*** GIVEN PASSAGE

Kosovo—Transparent, Effective, and Accountable Municipalities (USAID TEAM)

Client: U.S. Agency for International Development

Duration: 2016-2022

Region: Eastern Europe and Central Asia

Country: Kosovo

Solutions: Governance

Public procurement is a government tool used to deliver goods and services such as fixing roads, building schools, or buying medical equipment for citizens. Fair competition, a level playing field, and transparency are essential to ensuring public money is spent responsibly and leads to the best value for citizens in terms of high-quality goods and services.

However, in Kosovo, citizens, civil society organizations, and private sector economic operators report that public procurement had been compromised by political patronage, nepotism, fraud, and other forms of corruption. This problem reduces public resources available for service delivery to citizens, undermines public confidence in government, and deters foreign investment. It is critically important for the Government of Kosovo to address these weaknesses or gaps in the procurement system, especially at the municipal level, to safeguard public money spent through public procurement.

To assist the Government of Kosovo in strengthening systems and limit opportunities for fraud, waste, or abuse in public procurement, the U.S. Agency for International Development (USAID) launched the Transparent, Effective, and Accountable Municipalities (USAID TEAM) activity, which DAI implemented from 2016 to 2022. The project supported Kosovo to improve the transparency and accountability of the municipal procurement process in all 38 municipalities. At the central level, USAID TEAM worked with institutions that oversee public procurement, supervise municipal internal auditors, manage the municipal budgeting process, and oversee anti-corruption investigations. In addition, USAID TEAM built the capacity of civil society organizations to exercise citizen oversight of municipal procurement in a watchdog role and to provide checks and balances by exposing corrupt practices and working with citizens and local governments as a partner in the process of procurement modernization.

Sample Activities

  • Assist national accountability agencies in providing more effective and coordinated financial oversight.
  • Increase the government’s use of good practices in budget planning, public procurement, and contract management.
  • Support the government in advancing norms and practices that support internal audit and accountability.
  • Work with civil society, media, and the private sector to improve the integrity of public and private sector actors in public procurement.

Select Results

  • The Public Procurement Regulatory Commission (PPRC) fully adopted electronic procurement and expanded the functionality of the e-Procurement platform. Now, procurement tenders for all government agencies must be issued through the e-Procurement platform and private sector economic operators must submit their bids online (SEE VIDEO ABOVE). All contracting authorities must now publish procurement contract data on the electronic platform. Currently, there are 12,282 public contracts available to citizens on the e-Procurement platform. In 2018 and 2019, government agencies initiated 12,237 procurement activities valued at €740 million through e-Procurement.

******

§ **REQUIRED WORK**
(1) According to the USAID TEAM overview, how many municipalities did the project support in improving procurement transparency and accountability?
(2) Based on the USAID TEAM overview, explain why it was important for the Government of Kosovo to address weaknesses in its procurement system.
(3) Reproduce the part of the USAID TEAM overview that begins at the words "Sample Activities" and stops after the words "in public procurement.".

*** PROVIDED DATA

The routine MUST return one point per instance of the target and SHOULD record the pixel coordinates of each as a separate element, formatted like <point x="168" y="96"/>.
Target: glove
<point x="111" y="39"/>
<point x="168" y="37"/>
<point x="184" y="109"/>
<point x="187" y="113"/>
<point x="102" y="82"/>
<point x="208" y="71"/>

******

§ **SOLUTIONS TO THE PROBLEMS**
(1) All 38 municipalities.

(2) Corruption in public procurement reduces the public resources available for services to citizens, undermines public confidence in government, and deters foreign investment. Fixing these gaps, especially at the municipal level, was needed to safeguard the public money spent through procurement.

(3)
Sample Activities

  • Assist national accountability agencies in providing more effective and coordinated financial oversight.
  • Increase the government’s use of good practices in budget planning, public procurement, and contract management.
  • Support the government in advancing norms and practices that support internal audit and accountability.
  • Work with civil society, media, and the private sector to improve the integrity of public and private sector actors in public procurement.